Source extract

ENCOUNTERS by George Sturm
Siegfried Matthus
As fences have come down and walls have crumbled, the
world has suddenly become less forbidding, more intimate. It's not that one
part of the world hadn't known of the other part. But mere coexistence and
an often nervous coexistence it was is not conducive to real acquaintanceship,
let alone to friendship which depends on the exchanging of life's details
and an ongoing sharing of time.
One of the distinct benefits of our new age is the opportunity
to get to know new people and learn something of their productivity. For
some time now, the East German composer Siegfried Matthus has had a reputation
that has traversed national borders, and we have described some of his successes
in these very pages [see MadAminA! Spring '87, Fall '89]. But here
we were, sipping coffee on the patio of a colorful little house in the brilliant
sunshine of Santa Fe, New Mexico, engaged in lively and quite personal conversation
with Matthus and his vivacious wife Helga, who was making her first trip
to America. They had come to attend the U.S. premiere of his opera Judith
by The Santa Fe Opera.
"I'm very taken by America," Matthus starts off.
"My first time here was eleven years ago, and my visits have been increasingly
pleasurable. I'm getting to know its people and its places and I have the
feeling that my music is well regarded, which of course adds to my pleasure."
During the weeks to follow, the Matthuses would get to know many more people
and places since they, together with friends from Stuttgart, were renting
a recreational vehicle and planned to drive through New Mexico, Arizona,
and a good bit of California before returning home to what was East Berlin
and now is once again just Berlin.
Siegfried Matthus was born in 1934 in a small village of
what used to be East Prussia and is now part of the Soviet Union. (Two years
ago he was the first German to return to the locale of his earliest childhood
when a film was made on the genesis of his opera Count Mirabeau and
the producers wished to show where it all began.) He had little opportunity
for formal training in music, although his parents loved the art and his
father played in a dance band. "I'm not sure that I ever heard anything
by Mozart or Beethoven or Bach during the first ten years of my life. My
first recollection of piano studies goes back to 1944, but these soon ended
again as we constantly had to flee just ahead of the advancing Russian army.
I won't say that anything really bad happened to me, but it was a scary time
and must certainly have affected my emotional constitution. Had we been pushed
just one day's journey further west, we would have wound up in West Germany.
But we were so tired of running, and at least we were hearing German and
not Russian, so we stopped in what turned out to be East Germany. I was then
sent off to Berlin and thought that I had lost my parents and three younger
siblings, but thank God I found them all again."

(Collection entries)

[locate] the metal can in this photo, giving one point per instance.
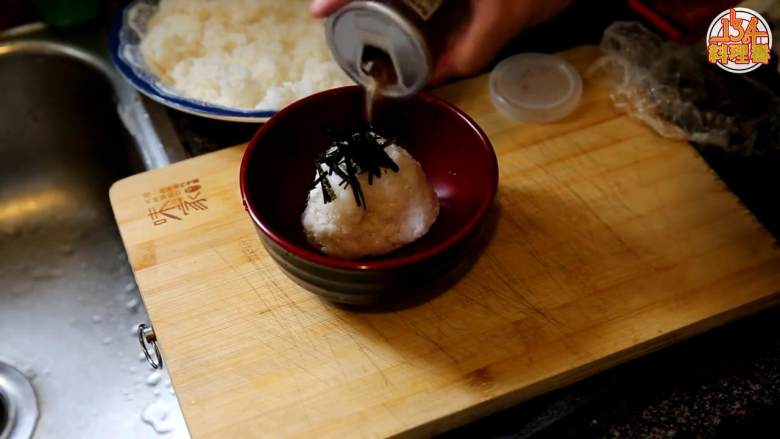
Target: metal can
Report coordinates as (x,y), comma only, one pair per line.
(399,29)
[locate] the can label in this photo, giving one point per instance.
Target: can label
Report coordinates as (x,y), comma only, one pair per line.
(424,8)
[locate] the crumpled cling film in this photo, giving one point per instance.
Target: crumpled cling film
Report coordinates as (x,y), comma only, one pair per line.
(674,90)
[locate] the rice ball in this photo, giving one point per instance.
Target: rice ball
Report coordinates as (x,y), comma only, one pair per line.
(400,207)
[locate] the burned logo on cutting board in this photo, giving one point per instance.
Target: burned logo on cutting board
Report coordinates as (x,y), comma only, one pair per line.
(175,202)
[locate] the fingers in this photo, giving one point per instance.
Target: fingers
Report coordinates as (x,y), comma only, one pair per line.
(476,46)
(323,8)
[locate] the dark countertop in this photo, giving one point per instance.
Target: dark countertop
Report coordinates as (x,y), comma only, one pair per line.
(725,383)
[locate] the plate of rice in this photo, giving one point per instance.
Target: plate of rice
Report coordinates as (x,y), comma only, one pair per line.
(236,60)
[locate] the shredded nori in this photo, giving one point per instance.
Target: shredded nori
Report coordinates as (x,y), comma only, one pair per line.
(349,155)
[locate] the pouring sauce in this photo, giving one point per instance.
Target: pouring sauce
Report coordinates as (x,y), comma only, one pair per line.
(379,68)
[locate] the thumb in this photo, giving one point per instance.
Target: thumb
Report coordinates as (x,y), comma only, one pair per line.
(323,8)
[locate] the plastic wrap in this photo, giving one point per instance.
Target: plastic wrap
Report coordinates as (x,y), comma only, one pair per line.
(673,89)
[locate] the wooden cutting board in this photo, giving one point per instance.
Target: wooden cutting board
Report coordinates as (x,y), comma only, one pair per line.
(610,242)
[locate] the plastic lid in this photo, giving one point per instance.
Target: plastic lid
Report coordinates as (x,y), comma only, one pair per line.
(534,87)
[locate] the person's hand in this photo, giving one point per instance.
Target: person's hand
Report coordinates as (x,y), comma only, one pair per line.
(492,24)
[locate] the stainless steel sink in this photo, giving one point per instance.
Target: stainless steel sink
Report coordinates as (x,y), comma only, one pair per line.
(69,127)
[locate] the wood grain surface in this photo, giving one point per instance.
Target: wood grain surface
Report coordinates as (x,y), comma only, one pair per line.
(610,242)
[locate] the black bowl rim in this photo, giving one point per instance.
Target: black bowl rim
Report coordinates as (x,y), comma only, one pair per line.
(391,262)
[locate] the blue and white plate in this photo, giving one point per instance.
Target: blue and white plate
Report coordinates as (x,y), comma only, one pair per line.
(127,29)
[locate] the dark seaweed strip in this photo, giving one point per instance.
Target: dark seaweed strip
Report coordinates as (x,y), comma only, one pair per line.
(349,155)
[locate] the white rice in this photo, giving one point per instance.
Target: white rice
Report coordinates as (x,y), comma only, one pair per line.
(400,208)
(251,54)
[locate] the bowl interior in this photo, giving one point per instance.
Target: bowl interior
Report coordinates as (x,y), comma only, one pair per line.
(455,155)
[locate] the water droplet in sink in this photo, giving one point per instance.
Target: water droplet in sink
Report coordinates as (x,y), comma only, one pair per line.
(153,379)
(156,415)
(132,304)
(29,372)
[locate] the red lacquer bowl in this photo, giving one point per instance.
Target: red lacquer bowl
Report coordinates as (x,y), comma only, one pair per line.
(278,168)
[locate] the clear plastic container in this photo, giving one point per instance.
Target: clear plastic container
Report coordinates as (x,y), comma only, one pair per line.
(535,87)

==

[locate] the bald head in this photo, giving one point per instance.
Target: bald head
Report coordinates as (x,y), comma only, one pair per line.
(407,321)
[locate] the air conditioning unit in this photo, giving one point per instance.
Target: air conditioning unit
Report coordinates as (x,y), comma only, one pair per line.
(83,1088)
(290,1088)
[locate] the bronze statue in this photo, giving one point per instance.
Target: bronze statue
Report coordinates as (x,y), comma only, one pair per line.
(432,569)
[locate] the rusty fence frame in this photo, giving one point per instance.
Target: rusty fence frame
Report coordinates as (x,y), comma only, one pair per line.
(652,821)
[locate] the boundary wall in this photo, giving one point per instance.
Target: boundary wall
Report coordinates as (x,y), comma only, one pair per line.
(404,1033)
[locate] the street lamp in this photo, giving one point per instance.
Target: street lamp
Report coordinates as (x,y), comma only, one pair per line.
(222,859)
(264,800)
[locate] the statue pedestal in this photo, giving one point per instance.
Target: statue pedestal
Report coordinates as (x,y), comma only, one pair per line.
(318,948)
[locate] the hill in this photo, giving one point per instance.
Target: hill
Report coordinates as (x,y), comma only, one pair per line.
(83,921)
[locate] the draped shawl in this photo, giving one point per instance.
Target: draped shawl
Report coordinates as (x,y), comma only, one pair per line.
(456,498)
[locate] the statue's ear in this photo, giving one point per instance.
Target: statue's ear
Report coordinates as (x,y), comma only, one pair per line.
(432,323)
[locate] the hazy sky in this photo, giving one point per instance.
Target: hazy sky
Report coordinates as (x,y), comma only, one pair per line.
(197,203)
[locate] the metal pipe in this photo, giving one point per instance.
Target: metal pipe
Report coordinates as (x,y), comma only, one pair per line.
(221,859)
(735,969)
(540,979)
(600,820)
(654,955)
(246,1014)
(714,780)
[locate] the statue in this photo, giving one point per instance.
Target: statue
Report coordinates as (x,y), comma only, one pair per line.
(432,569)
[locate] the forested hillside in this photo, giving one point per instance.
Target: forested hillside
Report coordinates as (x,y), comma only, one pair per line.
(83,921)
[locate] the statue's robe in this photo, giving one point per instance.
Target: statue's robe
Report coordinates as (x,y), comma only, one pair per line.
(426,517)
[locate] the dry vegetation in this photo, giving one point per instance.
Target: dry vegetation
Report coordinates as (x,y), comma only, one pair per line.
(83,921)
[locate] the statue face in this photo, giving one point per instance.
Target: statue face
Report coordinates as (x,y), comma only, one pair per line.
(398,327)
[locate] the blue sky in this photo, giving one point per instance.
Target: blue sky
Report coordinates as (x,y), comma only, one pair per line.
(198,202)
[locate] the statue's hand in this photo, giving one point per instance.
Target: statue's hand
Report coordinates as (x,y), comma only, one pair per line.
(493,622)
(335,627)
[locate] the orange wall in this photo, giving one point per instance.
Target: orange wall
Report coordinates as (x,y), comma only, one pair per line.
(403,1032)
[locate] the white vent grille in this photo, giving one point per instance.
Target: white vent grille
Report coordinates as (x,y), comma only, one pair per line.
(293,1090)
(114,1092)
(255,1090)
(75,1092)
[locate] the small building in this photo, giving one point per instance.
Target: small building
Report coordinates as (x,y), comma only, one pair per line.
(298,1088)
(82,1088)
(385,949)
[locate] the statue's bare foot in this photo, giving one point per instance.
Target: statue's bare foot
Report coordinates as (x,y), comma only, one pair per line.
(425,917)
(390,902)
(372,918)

...

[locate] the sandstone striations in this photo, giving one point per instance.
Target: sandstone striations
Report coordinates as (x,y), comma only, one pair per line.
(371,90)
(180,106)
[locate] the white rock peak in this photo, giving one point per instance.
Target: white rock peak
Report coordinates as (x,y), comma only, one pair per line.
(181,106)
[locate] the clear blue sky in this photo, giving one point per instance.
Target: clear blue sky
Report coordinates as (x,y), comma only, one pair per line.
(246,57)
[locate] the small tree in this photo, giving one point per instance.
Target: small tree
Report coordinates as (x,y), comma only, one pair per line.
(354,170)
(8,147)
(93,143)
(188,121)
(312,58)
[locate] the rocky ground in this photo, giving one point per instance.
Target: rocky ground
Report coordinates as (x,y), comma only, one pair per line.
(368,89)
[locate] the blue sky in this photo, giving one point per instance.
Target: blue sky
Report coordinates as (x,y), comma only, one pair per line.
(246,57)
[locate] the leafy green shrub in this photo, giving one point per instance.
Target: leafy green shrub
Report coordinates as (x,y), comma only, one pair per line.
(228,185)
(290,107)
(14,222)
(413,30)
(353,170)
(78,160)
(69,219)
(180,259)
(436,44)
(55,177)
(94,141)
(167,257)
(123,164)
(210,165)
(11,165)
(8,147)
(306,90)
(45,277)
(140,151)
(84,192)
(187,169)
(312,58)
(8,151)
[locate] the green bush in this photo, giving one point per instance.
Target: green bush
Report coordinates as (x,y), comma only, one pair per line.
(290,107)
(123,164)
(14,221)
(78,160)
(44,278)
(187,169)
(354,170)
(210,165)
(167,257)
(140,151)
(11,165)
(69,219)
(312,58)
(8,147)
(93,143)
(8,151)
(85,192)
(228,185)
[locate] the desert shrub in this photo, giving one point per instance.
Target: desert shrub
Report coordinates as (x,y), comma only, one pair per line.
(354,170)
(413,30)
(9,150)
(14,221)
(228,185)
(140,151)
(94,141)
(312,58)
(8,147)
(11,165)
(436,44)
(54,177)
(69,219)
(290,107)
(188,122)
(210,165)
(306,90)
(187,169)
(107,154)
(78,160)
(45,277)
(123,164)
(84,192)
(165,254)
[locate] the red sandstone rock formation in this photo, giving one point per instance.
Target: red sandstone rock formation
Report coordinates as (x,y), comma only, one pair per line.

Task list
a) Which states do the Matthuses plan to drive through in the Siegfried Matthus article? List them.
b) Put this sentence from the Siegfried Matthus article into German: "Siegfried Matthus was born in 1934 in a small village of what used to be East Prussia and is now part of the Soviet Union."

Written answers
a) New Mexico, Arizona, California

b) Siegfried Matthus wurde 1934 in einem kleinen Dorf in dem Gebiet geboren, das früher Ostpreußen war und heute zur Sowjetunion gehört.